Directions for this task:
Tally the lines below that contain the string "plant", with case counting, and give only the number.

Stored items

--- begin ---

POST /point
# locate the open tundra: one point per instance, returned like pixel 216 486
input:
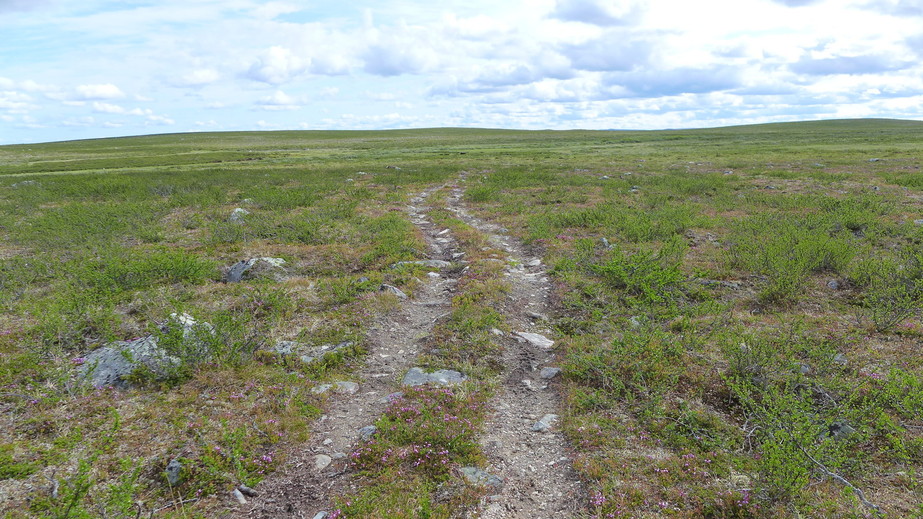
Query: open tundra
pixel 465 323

--- end ---
--- begin ---

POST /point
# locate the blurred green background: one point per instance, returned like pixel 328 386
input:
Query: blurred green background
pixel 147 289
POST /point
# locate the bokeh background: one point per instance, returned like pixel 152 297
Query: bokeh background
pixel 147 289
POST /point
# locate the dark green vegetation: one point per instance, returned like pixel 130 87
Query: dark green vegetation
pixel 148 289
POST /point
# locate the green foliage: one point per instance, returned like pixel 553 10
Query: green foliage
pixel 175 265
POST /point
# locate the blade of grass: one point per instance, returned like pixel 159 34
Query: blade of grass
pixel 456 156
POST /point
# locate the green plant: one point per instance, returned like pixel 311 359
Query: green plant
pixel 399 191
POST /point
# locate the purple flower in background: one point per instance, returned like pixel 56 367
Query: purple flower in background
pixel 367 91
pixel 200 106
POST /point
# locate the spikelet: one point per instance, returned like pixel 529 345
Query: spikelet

--- end ---
--- begin ---

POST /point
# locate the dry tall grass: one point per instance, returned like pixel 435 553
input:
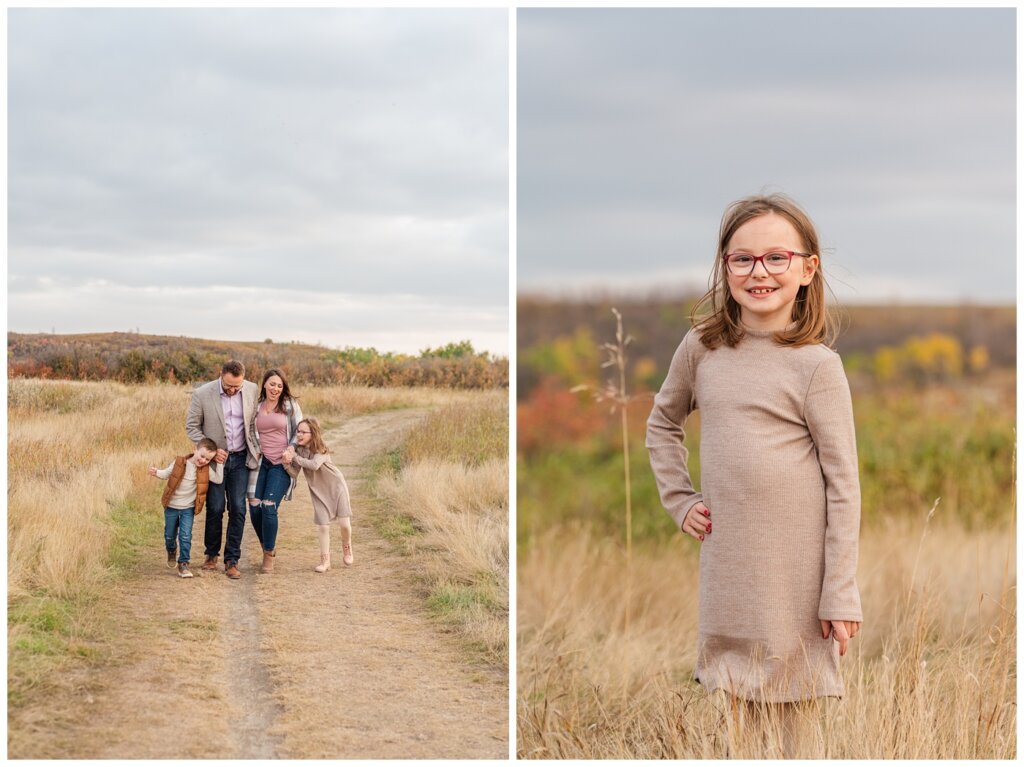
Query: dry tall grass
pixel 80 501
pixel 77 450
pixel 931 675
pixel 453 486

--- end ---

Result for this task:
2